§ THINGS TO DO:
#1 From the abstract on HIV reverse transcriptase, extract the passage that starts with "Computational analysis of" and goes on through "Therapy (HAART)-treated patients.".
#2 Using the abstract on HIV reverse transcriptase, decide whether each statement agrees with it, and back each yes or no with the deciding words quoted from the abstract.
(a) Retroviral DNA synthesis depends entirely on the enzymatic activities of the reverse transcriptase enzyme.
(b) Incomplete pharmacological pressure is described as a consequence of the different mutation pathways in RT.
(c) The PDB entries were selected only from models complexed with inhibitors.

Computational analysis of Human Immunodeficiency Virus (HIV) Type-1 reverse transcriptase crystallographic models based on significant conserved residues found in Highly Active Antiretroviral Therapy (HAART)-treated patients.

Reverse transcription of the viral single-stranded (+) RNA genome into double-stranded DNA is an essential step in the human immunodeficiency virus' (HIV) life-cycle. Although several viral proteins are involved in the regulation and/or efficiency of reverse transcription, the process of retroviral DNA synthesis is entirely dependent on the enzymatic activities of the retroviral reverse transcriptase enzyme (RT). Due to its crucial role in the HIV life-cycle, RT is a primary target for anti-HIV drug development. Nonetheless, drug resistance is the major problem affecting the clinical efficacy of antiretroviral agents. Incomplete pharmacological pressure represents the logical cause and not the consequence of different mutation pathways in RT associated with approved inhibitors resistance. In this review we have analyzed RT Protein Data Bank (PDB) models using our innovative computational approach "GRID Based Pharmacophore Model" (GBPM). This method was applied to clinically relevant RT conserved residues found in a large cohort of HAART treated patients. The PDB entries have been selected among the unbound and the complexed models with DNA and/or inhibitors. Such an approach has revealed itself useful to highlight the mutation effects in the drug-RT recognition as well as in the heterodimer stabilization of the enzyme. Most of the clinical and biochemical evidences already reported in the literature have been rationalized at molecular level via the GBPM computational approach. A definite future application of this method will be the identification of conserved regions of critical macromolecules, such as the HIV-1 RT, to be targeted for the development of innovative therapeutic agents.

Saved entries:
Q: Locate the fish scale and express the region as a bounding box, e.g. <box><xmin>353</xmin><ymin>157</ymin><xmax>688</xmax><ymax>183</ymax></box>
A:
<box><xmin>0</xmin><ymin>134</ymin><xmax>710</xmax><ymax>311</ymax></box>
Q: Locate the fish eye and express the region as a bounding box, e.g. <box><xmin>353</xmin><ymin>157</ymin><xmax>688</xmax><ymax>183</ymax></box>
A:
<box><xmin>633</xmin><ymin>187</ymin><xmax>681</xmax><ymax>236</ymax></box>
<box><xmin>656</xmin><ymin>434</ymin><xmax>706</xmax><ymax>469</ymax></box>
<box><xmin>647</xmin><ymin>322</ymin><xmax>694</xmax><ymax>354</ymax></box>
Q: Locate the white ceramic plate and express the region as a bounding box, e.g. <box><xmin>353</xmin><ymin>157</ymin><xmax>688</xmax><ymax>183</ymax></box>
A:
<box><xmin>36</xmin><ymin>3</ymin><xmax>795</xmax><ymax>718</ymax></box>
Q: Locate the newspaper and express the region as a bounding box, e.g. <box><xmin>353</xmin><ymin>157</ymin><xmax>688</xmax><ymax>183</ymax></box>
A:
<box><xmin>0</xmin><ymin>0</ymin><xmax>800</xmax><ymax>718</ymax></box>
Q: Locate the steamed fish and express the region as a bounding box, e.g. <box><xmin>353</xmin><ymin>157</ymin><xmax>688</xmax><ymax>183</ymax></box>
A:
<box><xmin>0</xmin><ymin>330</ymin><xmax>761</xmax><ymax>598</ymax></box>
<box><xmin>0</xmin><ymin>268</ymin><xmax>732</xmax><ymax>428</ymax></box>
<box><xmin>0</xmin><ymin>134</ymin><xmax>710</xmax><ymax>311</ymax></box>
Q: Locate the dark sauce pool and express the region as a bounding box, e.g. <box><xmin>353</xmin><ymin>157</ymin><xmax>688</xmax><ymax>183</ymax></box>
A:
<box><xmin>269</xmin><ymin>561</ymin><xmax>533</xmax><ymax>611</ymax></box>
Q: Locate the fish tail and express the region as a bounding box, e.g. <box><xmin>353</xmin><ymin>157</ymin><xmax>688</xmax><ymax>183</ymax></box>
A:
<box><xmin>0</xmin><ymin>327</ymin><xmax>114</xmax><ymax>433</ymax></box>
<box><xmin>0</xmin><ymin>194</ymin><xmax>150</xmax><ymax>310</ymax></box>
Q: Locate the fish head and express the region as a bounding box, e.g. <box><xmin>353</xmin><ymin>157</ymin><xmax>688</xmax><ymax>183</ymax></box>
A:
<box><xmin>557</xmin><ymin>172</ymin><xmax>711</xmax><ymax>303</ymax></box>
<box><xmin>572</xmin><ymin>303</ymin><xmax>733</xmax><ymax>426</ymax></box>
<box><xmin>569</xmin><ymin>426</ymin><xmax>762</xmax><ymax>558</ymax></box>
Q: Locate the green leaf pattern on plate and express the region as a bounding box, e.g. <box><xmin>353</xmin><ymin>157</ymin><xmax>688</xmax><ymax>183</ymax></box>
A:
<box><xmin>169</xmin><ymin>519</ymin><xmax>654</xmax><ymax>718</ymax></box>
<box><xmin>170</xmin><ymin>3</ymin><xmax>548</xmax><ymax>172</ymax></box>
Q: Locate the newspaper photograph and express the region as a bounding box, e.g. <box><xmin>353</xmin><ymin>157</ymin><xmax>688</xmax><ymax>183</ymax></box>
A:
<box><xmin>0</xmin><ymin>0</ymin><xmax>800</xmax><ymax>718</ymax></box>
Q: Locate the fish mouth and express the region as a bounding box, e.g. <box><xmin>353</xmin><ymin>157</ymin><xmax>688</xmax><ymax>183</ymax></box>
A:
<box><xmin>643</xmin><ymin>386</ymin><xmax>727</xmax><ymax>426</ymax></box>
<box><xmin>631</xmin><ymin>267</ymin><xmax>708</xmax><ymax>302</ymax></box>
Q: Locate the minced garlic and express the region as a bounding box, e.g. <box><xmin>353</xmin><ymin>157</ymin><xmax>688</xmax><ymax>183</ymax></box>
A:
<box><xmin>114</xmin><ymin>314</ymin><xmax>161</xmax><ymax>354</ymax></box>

§ PER-TASK ANSWERS:
#1
Computational analysis of Human Immunodeficiency Virus (HIV) Type-1 reverse transcriptase crystallographic models based on significant conserved residues found in Highly Active Antiretroviral Therapy (HAART)-treated patients.

#2
(a) Yes: "the process of retroviral DNA synthesis is entirely dependent on the enzymatic activities of the retroviral reverse transcriptase enzyme (RT)"
(b) No: "Incomplete pharmacological pressure represents the logical cause and not the consequence of different mutation pathways in RT"
(c) No: "The PDB entries have been selected among the unbound and the complexed models with DNA and/or inhibitors."